[A series of records]
****************************************

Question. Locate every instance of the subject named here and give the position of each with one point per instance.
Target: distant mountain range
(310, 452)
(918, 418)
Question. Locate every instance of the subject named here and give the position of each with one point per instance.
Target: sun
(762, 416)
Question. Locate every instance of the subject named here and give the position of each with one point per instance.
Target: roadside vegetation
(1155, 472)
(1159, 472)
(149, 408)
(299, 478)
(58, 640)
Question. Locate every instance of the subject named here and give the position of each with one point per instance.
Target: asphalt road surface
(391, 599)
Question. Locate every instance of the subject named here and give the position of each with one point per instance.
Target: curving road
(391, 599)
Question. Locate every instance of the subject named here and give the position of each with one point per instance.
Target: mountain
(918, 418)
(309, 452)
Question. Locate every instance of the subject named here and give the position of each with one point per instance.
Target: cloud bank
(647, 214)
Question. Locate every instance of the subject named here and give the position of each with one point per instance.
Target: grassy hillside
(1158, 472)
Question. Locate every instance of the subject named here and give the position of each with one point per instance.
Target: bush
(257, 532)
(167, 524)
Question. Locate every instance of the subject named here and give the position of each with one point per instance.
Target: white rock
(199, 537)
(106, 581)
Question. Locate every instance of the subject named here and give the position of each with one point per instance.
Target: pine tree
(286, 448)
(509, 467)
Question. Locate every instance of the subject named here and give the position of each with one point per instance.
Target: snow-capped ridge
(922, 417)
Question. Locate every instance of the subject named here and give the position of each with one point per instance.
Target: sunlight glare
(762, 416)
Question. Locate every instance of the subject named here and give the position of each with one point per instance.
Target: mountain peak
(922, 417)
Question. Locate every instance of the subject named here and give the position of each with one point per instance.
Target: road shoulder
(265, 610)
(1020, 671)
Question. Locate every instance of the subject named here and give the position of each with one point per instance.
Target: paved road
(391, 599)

****************************************

§ **The problem**: Convert all of the material above into a Markdown table with the columns Row and Line, putting a running number in Row and the text of each line in Line. Leave out any blank lines.

§ **Answer to the problem**:
| Row | Line |
|---|---|
| 1 | Question. Locate every instance of the subject named here and give the position of each with one point per instance. |
| 2 | Target: distant mountain range |
| 3 | (310, 452) |
| 4 | (918, 418) |
| 5 | Question. Locate every instance of the subject named here and give the position of each with one point per instance. |
| 6 | Target: sun |
| 7 | (762, 416) |
| 8 | Question. Locate every instance of the subject named here and give the position of each with one point per instance. |
| 9 | Target: roadside vegetation |
| 10 | (1155, 472) |
| 11 | (1159, 472) |
| 12 | (149, 408) |
| 13 | (299, 478) |
| 14 | (58, 640) |
| 15 | Question. Locate every instance of the subject named here and give the position of each with one point per instance. |
| 16 | Target: asphalt road surface |
| 17 | (391, 599) |
| 18 | Question. Locate every instance of the subject named here and give the position of each with one point per instance. |
| 19 | Target: curving road |
| 20 | (391, 599) |
| 21 | Question. Locate every instance of the subject named here and give the position of each with one point per instance. |
| 22 | Target: mountain |
| 23 | (918, 418) |
| 24 | (309, 452) |
| 25 | Question. Locate every instance of the subject named here and give the position of each with one point per instance. |
| 26 | Target: cloud bank |
| 27 | (647, 214) |
| 28 | Question. Locate every instance of the subject named here and give the position of each with one point per instance. |
| 29 | Target: grassy hillside |
| 30 | (1158, 472) |
| 31 | Question. Locate every instance of the subject named here and give the position of each with one point per instance. |
| 32 | Target: bush |
| 33 | (257, 532) |
| 34 | (167, 524) |
| 35 | Question. Locate every instance of the subject named here and give the position of each with one point per instance. |
| 36 | Target: white rock |
| 37 | (199, 537) |
| 38 | (106, 581) |
| 39 | Question. Locate every instance of the subject named here and give the position of each with one point per instance. |
| 40 | Target: pine tree |
| 41 | (286, 448) |
| 42 | (509, 467) |
| 43 | Question. Locate every instance of the subject named here and give the position of each with one point per instance. |
| 44 | Target: snow-capped ridge |
| 45 | (922, 417) |
| 46 | Question. Locate every instance of the subject named here and give the position of each with one point per instance. |
| 47 | Target: sunlight glare |
| 48 | (762, 416) |
| 49 | Question. Locate every instance of the subject named here and give the position of each with one point per instance. |
| 50 | Target: mountain peak |
| 51 | (922, 417) |
| 52 | Question. Locate every instance of the subject named here and give the position of each with one point per instance. |
| 53 | Target: road shoulder |
| 54 | (265, 610) |
| 55 | (1020, 671) |
| 56 | Question. Locate every instance of the subject named here and give the position of each with one point per instance. |
| 57 | Target: paved road |
| 58 | (391, 599) |